— START —

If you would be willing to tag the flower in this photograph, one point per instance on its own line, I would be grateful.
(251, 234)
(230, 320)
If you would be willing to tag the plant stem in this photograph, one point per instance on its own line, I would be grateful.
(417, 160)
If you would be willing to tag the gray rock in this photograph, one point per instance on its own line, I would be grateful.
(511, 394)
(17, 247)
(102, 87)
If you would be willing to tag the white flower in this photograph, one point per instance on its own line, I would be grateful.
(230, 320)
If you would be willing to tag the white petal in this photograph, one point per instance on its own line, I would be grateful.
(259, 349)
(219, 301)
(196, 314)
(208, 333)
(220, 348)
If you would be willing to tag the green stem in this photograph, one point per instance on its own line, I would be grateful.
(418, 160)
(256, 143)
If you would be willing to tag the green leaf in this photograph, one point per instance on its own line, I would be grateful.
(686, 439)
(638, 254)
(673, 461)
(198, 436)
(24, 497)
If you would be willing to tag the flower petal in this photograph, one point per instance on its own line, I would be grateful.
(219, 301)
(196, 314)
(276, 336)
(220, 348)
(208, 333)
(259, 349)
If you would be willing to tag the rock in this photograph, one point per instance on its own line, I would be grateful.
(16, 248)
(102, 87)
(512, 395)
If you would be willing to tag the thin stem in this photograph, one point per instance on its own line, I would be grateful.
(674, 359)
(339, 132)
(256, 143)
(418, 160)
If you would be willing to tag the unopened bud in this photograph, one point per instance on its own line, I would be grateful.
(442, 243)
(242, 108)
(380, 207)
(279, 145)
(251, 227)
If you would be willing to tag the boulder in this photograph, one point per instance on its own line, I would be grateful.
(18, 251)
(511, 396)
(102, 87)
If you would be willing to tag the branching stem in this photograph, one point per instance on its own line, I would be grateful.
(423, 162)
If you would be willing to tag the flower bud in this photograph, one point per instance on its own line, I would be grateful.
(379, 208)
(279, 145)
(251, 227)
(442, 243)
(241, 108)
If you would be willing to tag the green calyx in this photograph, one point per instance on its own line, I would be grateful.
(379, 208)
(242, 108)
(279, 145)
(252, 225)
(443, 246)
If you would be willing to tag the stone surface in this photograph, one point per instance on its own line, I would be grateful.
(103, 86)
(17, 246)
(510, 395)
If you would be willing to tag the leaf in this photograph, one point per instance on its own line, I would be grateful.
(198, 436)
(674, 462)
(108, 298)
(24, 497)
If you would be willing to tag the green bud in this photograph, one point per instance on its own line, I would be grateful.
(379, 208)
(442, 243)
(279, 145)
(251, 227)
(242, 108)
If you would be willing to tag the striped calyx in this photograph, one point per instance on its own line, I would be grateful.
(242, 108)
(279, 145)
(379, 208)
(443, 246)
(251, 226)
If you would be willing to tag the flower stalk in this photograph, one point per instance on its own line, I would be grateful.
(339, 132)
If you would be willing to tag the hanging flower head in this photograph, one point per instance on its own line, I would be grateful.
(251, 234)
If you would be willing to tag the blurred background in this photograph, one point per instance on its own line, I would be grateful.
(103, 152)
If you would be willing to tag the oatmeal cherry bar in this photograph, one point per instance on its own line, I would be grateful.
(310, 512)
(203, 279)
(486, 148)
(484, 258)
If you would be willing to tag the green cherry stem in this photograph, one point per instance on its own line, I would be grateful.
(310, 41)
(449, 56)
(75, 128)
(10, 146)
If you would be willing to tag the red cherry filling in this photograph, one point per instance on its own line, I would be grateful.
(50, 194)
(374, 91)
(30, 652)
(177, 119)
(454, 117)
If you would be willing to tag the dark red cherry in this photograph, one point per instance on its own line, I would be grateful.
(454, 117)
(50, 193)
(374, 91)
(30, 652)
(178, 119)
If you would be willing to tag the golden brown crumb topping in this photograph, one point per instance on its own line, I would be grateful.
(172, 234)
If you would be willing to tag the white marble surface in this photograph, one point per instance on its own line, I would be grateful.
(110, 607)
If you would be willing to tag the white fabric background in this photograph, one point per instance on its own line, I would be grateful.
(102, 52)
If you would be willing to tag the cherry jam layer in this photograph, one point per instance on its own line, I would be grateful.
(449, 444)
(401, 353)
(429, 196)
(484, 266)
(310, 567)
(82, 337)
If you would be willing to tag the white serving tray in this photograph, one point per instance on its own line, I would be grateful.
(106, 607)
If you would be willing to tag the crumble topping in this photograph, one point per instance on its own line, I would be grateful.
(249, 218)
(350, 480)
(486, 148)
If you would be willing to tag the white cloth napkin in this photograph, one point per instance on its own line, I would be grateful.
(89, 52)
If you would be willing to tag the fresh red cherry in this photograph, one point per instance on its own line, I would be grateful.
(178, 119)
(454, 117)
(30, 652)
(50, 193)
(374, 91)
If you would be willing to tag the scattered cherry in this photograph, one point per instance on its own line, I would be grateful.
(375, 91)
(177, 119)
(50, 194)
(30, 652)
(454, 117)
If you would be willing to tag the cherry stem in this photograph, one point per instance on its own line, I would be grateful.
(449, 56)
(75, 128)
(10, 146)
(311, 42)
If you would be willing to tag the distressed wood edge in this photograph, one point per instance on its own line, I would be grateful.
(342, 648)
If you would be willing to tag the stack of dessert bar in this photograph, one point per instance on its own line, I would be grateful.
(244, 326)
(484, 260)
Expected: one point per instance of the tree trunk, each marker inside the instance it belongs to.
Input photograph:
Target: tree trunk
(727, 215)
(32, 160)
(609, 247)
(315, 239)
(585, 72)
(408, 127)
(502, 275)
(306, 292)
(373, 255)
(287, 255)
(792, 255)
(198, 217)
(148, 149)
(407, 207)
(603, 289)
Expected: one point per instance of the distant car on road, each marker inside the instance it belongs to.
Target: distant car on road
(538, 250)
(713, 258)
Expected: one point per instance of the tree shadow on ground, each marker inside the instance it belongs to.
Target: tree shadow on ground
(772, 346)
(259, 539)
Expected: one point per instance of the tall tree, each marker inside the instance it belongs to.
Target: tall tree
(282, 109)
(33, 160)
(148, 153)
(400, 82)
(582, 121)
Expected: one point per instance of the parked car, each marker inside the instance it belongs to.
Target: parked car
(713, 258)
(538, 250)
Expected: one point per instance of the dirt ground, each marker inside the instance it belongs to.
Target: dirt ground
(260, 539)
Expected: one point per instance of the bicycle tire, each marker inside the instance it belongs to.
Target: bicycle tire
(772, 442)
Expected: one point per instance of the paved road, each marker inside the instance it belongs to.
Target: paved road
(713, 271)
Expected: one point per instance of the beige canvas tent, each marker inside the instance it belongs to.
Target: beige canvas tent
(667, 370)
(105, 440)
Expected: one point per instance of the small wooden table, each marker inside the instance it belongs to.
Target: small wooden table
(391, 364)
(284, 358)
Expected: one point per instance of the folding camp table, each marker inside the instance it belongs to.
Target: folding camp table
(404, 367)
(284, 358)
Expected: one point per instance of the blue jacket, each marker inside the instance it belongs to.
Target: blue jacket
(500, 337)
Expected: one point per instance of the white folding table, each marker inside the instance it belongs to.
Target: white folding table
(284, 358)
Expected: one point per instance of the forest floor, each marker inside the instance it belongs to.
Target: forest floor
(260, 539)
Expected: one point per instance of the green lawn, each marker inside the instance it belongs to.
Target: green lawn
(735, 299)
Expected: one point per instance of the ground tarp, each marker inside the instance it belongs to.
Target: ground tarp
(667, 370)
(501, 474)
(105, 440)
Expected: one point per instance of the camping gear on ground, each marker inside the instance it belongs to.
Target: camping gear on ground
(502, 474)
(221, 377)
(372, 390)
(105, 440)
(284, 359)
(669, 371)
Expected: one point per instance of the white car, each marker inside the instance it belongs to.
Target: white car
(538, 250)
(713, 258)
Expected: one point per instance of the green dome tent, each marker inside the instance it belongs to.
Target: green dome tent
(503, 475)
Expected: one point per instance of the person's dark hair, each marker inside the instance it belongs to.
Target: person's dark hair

— END —

## EXERCISE TASK:
Every entry must be output again, exactly as written above.

## WRITTEN RESPONSE:
If you would be willing to tag the flower in this photograph, one point per instance on its own line, I would be grateful.
(251, 234)
(230, 320)
If you would be willing to tag the plant stem in this photograph, one point per instance on its own line, I would be grateful.
(417, 160)
If you would be willing to tag the gray rock in this photograph, one point per instance on its own line, I would be grateful.
(511, 394)
(17, 247)
(102, 87)
If you would be willing to tag the white flower in this photograph, one point per instance on its own line, I would be grateful.
(230, 320)
If you would be willing to tag the white petal in this photograph, one point per instance on its own line, I would be grateful.
(259, 349)
(219, 301)
(196, 314)
(208, 333)
(220, 348)
If you would be willing to tag the green stem in this photograph, one point per instance on its own line, I would be grateful.
(418, 160)
(256, 143)
If you would be willing to tag the green leaf in this photograph, one point per instance on its own line, I would be grateful.
(686, 439)
(638, 254)
(673, 461)
(198, 436)
(24, 497)
If you would be willing to tag the flower petal in this photograph, one point per instance on its own line, I would be grateful.
(219, 301)
(196, 314)
(276, 336)
(220, 348)
(208, 333)
(259, 349)
If you would be willing to tag the rock in this photograph, one point per instance on its own line, I would be grateful.
(16, 248)
(102, 87)
(512, 395)
If you would be willing to tag the thin stem in this photograph, one point per instance on its own line, I would be grateful.
(674, 359)
(339, 132)
(256, 143)
(418, 160)
If you would be willing to tag the unopened bud in this photograph, one point per instance on its own line, I would be grateful.
(442, 243)
(242, 108)
(380, 207)
(279, 145)
(251, 227)
If you would be willing to tag the boulder in this photograph, one point per instance on its own line, I would be grateful.
(18, 251)
(511, 396)
(102, 87)
If you would be willing to tag the branching stem in this photograph, one point per instance on its own line, I would be grateful.
(423, 162)
If you would be willing to tag the flower bud in this photograph, one point per instance on its own line, I would be grateful.
(379, 208)
(279, 145)
(251, 227)
(442, 243)
(241, 108)
If you would be willing to tag the green calyx in this photograph, one point per instance on its own line, I would be grateful.
(379, 208)
(242, 108)
(279, 145)
(252, 225)
(443, 246)
If you would be willing to tag the stone surface in this photograph, one point per instance on its own line, I would be grateful.
(103, 86)
(17, 246)
(510, 395)
If you would be willing to tag the leaf in this photograph, one point per instance on its own line, I would be grateful.
(198, 436)
(674, 462)
(108, 298)
(24, 497)
If you would be willing to tag the green bud in this photograph, one point per instance on its own line, I would be grateful.
(379, 208)
(442, 243)
(279, 145)
(251, 227)
(242, 108)
If you would be willing to tag the striped calyx in this photograph, one point per instance on its own line, I would be grateful.
(242, 108)
(279, 145)
(379, 208)
(443, 246)
(251, 226)
If you would be willing to tag the flower stalk in this photograph, one point per instance on its own line, I would be grateful.
(339, 132)
If you would be willing to tag the hanging flower head in this photograph, one point per instance on its own line, I would be grateful.
(251, 234)
If you would be willing to tag the blurred background in this photograph, one point per instance on its own line, I would be grateful.
(103, 152)
If you would be willing to tag the oatmeal cherry bar in this photograph, one point per instance on its own line, I would be grateful.
(310, 512)
(203, 279)
(486, 148)
(484, 258)
If you would be willing to tag the green cherry stem in this photograph, one point per instance on its own line, I would be grateful.
(310, 41)
(449, 56)
(75, 128)
(10, 146)
If you would be willing to tag the red cherry filling in this photograph, one point per instance on its own line, I would be grateful.
(50, 194)
(374, 91)
(30, 652)
(177, 119)
(454, 117)
If you would be willing to tag the dark red cherry in this photograph, one point per instance on its own line, I would be grateful.
(454, 117)
(50, 193)
(374, 91)
(30, 652)
(178, 119)
If you would be willing to tag the golden brown crumb topping in this photograph, one point per instance on its own line, I would be grateful.
(172, 234)
If you would be willing to tag the white marble surface in this photograph, one point per instance on its own line, I would be grateful.
(110, 607)
If you would be willing to tag the white fabric background in this photograph, one point per instance on its own line, I would be grateful.
(102, 52)
If you would be willing to tag the cherry jam layer in this photograph, one point per instance on its own line, I would be grateful.
(449, 444)
(401, 353)
(429, 196)
(484, 266)
(310, 567)
(82, 337)
If you would be willing to tag the white serving tray in this photograph, one point per instance on its own line, I would be grateful.
(106, 607)
If you would be willing to tag the crumble topping in this photograph, one point per instance on its own line, I would be grateful.
(249, 218)
(350, 480)
(486, 148)
If you would be willing to tag the white cloth napkin in this photograph, one point per instance on its own line, I would be grateful.
(89, 52)
If you would be willing to tag the fresh red cherry in this photograph, one point per instance on its own line, I would be grateful.
(178, 119)
(454, 117)
(30, 652)
(50, 193)
(374, 91)
If you would be willing to tag the scattered cherry in this photograph, one point per instance on its own line, I would be grateful.
(375, 91)
(177, 119)
(50, 194)
(30, 652)
(454, 117)
If you would be willing to tag the cherry stem in this photograph, one point per instance on its own line, I would be grateful.
(449, 56)
(75, 128)
(10, 146)
(311, 42)
If you would be willing to tag the distressed wood edge in this photograph, one point per instance on its own line, I would be grateful.
(342, 648)
If you would be willing to tag the stack of dessert bar in this photograph, one point per instance on its own line, I would be grateful.
(244, 326)
(484, 260)
Expected: one point per instance of the tree trunk, each marker inside the instance it belongs to.
Input photograph:
Target: tree trunk
(727, 215)
(32, 160)
(609, 247)
(315, 239)
(585, 72)
(408, 127)
(502, 275)
(306, 292)
(373, 255)
(287, 255)
(792, 255)
(198, 217)
(148, 149)
(407, 207)
(603, 289)
Expected: one point per instance of the distant car on road, each marker inside the instance it belongs to.
Target: distant car on road
(538, 250)
(713, 258)
Expected: one point per instance of the tree shadow on ground, each marker inside the instance it belongs to.
Target: tree shadow on ground
(772, 346)
(259, 539)
Expected: one point per instance of the tall tree, each marker inside the instance it belongs to.
Target: tall tree
(282, 109)
(33, 160)
(148, 153)
(400, 82)
(582, 121)
Expected: one point per instance of the parked car, each marker inside the instance it belongs to.
Target: parked car
(713, 258)
(538, 250)
Expected: one point per instance of the dirt ground, each marker inside the instance it belongs to.
Target: dirt ground
(260, 539)
Expected: one point per instance of the bicycle tire, each marker inside the instance it belongs to.
Target: bicycle tire
(772, 442)
Expected: one point per instance of the paved road, each marker inside the instance it belongs to.
Target: paved road
(713, 271)
Expected: one point per instance of the beige canvas tent, each marker inside the instance it belongs to.
Target: beige canvas tent
(667, 370)
(105, 440)
Expected: one point per instance of the small wooden table, each marker inside the instance it belongs to.
Target: small wooden table
(391, 364)
(284, 358)
Expected: one point per instance of the folding camp table, each marker inside the instance it belongs to.
Target: folding camp table
(404, 367)
(284, 358)
Expected: one point per instance of the blue jacket, each marker inside the instance it belongs to.
Target: blue jacket
(500, 337)
Expected: one point per instance of the white folding table, each marker inside the instance it belongs to.
Target: white folding table
(284, 358)
Expected: one point per instance of the forest floor, each marker inside the instance it belongs to.
Target: forest floor
(260, 539)
Expected: one point per instance of the green lawn, each marker inside the instance it belongs to.
Target: green lawn
(735, 299)
Expected: one point per instance of the ground tarp, each marker inside the instance it belongs to.
Target: ground tarp
(667, 370)
(501, 474)
(105, 440)
Expected: one point per instance of the camping gear on ground, each marker inside the instance it belongs to.
Target: camping gear on ground
(502, 474)
(221, 377)
(372, 390)
(105, 440)
(284, 359)
(669, 371)
Expected: one point per instance of the white car, each marker inside the instance it belongs to.
Target: white car
(538, 250)
(713, 258)
Expected: one point per instance of the green dome tent, each marker inside the instance it belongs to.
Target: green dome tent
(503, 475)
Expected: one point per instance of the person's dark hair, each marker inside the instance it belongs to.
Target: person's dark hair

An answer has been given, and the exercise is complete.